Task statement>
Convert everything from the start of the records down to the line containing "[[293, 419]]" into a Markdown table with the columns Row and Line, numbering each row and skipping blank lines. Leave the pictures out.

Input for this task>
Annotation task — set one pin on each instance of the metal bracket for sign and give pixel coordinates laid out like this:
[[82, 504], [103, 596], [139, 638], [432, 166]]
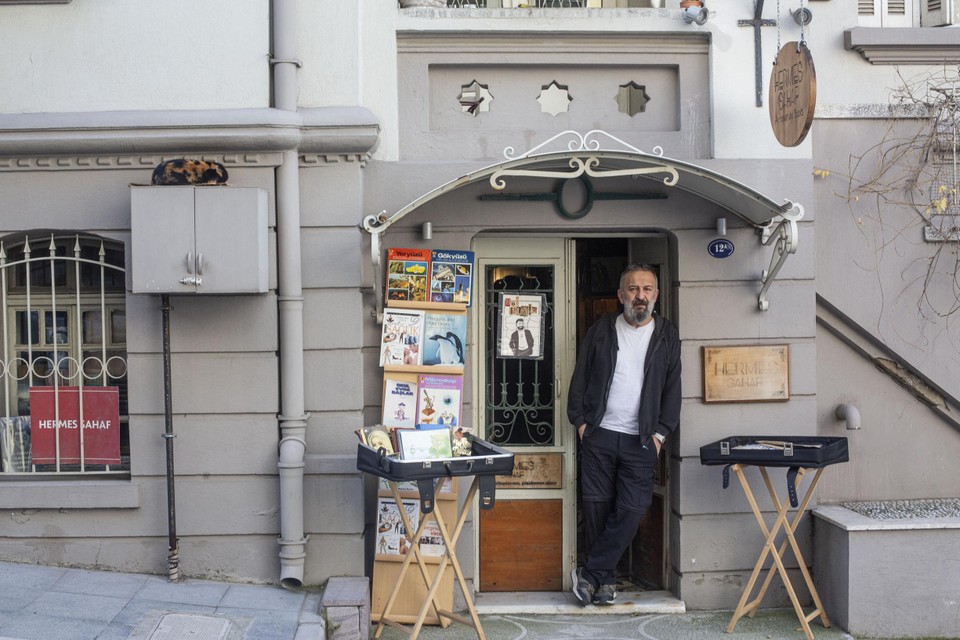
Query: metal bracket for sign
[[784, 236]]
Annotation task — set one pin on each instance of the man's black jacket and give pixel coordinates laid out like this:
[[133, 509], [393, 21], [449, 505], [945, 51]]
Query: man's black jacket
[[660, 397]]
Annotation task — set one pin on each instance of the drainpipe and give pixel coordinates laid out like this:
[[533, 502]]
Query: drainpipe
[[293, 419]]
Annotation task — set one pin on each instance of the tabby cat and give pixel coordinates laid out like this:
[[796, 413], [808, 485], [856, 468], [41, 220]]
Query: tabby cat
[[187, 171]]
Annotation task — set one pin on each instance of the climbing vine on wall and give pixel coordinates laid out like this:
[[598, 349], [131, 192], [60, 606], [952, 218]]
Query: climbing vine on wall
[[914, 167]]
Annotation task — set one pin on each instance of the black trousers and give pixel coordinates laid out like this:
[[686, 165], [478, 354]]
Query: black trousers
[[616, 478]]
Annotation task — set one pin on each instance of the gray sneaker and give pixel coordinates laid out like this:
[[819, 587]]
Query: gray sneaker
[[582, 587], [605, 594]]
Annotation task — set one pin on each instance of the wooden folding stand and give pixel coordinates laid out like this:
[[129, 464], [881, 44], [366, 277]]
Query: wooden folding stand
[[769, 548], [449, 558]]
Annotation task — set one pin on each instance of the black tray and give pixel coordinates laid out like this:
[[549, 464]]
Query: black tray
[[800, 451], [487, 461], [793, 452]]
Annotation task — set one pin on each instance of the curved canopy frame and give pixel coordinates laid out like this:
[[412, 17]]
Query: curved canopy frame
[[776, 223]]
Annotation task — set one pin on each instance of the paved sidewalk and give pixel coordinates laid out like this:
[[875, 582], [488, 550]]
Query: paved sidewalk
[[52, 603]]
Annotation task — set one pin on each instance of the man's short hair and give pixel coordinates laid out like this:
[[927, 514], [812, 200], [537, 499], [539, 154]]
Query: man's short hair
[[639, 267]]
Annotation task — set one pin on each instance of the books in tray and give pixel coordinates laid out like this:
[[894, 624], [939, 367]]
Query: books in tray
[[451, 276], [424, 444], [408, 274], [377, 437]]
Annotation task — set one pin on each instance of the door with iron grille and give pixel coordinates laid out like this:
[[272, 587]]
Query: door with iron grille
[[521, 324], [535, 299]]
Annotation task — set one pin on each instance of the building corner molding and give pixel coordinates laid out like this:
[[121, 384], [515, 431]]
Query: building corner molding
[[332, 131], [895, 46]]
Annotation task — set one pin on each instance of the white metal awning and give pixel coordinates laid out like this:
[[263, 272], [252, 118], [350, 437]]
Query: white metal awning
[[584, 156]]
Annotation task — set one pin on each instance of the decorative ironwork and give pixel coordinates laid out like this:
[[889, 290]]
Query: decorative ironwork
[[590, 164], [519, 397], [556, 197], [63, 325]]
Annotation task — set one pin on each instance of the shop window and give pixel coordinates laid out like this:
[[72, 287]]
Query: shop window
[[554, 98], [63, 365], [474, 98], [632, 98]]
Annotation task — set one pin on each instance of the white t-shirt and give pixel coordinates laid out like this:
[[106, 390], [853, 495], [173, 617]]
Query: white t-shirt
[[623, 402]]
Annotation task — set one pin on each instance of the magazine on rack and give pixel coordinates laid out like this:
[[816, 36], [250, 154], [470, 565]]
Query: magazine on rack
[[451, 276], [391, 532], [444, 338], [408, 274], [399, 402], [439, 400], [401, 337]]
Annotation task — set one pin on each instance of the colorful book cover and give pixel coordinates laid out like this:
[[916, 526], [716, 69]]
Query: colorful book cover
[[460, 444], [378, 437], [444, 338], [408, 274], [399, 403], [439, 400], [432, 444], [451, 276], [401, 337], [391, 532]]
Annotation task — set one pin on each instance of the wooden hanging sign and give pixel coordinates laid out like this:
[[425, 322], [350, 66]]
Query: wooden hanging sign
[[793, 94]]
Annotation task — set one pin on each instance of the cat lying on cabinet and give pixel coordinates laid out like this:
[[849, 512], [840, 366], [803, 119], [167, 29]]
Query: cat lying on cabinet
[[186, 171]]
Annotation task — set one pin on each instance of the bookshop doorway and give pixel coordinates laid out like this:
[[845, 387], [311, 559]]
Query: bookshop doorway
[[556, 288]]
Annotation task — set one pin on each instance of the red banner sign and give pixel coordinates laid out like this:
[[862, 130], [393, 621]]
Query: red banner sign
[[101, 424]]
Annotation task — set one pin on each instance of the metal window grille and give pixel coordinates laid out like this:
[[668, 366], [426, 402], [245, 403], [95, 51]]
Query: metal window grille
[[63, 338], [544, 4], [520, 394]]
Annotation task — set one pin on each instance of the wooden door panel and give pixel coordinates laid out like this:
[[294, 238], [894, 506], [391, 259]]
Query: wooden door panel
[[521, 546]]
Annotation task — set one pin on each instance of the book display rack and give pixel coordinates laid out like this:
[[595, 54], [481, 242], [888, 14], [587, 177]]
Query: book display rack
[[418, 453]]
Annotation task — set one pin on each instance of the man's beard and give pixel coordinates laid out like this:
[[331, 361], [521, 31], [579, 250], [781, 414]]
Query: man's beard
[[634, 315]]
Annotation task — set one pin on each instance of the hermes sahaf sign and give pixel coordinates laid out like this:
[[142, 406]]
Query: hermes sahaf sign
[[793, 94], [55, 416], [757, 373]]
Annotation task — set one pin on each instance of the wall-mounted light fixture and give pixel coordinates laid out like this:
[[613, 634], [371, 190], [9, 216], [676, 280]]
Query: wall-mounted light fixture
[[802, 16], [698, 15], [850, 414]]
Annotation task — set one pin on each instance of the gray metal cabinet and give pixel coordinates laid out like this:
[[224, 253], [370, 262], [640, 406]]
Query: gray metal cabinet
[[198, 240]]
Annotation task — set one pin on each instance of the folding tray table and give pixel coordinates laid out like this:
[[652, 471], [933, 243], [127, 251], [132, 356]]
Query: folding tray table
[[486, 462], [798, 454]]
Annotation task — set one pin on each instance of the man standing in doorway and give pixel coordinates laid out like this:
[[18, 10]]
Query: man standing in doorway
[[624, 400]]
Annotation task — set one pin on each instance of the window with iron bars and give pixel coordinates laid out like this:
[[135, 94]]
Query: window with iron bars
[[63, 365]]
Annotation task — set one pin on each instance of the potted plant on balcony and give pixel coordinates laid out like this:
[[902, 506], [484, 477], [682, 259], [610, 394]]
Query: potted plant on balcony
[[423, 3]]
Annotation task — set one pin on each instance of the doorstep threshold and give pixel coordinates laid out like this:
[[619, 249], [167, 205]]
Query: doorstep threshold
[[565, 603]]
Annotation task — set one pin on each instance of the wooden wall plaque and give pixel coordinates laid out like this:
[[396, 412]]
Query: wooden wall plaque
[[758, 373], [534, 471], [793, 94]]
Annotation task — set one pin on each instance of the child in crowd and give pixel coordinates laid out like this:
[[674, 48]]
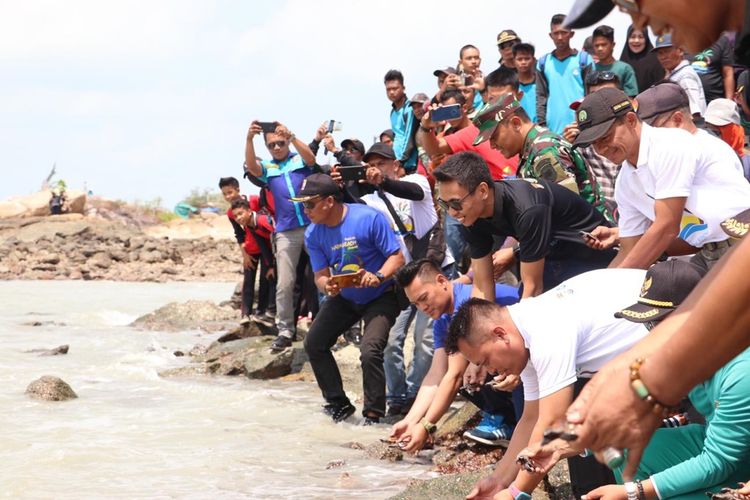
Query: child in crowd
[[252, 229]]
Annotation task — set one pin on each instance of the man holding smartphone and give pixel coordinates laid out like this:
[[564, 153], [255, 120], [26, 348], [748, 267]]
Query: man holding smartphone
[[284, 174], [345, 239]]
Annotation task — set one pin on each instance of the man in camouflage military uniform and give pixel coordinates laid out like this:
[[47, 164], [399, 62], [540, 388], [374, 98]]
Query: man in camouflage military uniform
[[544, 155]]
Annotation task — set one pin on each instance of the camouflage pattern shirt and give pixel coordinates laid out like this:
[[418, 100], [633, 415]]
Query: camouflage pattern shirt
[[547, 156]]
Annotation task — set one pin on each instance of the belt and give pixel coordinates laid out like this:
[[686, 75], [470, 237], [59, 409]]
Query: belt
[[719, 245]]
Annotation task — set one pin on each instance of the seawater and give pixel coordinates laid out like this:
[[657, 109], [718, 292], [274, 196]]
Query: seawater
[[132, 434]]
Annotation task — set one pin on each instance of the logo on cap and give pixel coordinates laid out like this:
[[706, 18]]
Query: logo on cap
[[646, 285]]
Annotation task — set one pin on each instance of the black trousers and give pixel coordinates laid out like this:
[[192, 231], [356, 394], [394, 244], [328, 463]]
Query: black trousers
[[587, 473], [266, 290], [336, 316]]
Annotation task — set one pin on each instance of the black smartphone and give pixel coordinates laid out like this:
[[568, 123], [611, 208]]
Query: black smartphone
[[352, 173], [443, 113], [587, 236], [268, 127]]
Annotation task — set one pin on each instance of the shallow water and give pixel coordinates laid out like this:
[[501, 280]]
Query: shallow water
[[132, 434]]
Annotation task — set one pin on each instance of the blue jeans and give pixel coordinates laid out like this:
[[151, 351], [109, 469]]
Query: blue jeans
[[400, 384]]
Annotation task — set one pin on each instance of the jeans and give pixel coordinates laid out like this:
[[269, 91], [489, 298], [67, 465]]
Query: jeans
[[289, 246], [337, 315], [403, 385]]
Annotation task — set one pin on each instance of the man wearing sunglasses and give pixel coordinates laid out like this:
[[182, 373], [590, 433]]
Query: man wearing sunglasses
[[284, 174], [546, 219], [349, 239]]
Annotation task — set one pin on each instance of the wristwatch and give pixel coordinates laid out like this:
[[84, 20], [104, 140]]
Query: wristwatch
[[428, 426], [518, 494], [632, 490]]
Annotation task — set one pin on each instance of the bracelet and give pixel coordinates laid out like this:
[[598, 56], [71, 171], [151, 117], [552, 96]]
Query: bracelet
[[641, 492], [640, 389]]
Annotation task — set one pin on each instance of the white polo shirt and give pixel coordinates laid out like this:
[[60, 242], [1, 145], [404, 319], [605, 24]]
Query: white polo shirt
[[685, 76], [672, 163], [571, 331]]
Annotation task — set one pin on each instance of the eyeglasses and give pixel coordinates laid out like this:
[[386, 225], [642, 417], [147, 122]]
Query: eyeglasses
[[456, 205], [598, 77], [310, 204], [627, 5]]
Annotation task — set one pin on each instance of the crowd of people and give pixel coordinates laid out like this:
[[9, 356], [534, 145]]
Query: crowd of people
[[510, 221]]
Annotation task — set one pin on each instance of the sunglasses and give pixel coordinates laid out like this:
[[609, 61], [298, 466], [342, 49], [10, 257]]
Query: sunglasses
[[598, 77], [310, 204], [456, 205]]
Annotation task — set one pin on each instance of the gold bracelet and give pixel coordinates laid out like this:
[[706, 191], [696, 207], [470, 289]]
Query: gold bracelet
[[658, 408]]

Task output>
| Row | Line |
|---|---|
| 1 | Annotation task — set one pin on each instance of the metal bracket for sign and give pixel coordinates laid out like this: |
| 2 | [[82, 504], [103, 596], [139, 638], [432, 166]] |
| 3 | Query: metal bracket for sign |
| 4 | [[784, 236]] |
| 5 | Annotation task — set one pin on each instance of the man's black jacket and give pixel coordinates laid out like this: |
| 6 | [[133, 509], [393, 21], [449, 505], [945, 51]] |
| 7 | Query: man's black jacket |
| 8 | [[660, 397]] |
| 9 | Annotation task — set one pin on each instance of the drainpipe and give pixel coordinates laid out like this: |
| 10 | [[533, 502]] |
| 11 | Query: drainpipe |
| 12 | [[293, 419]] |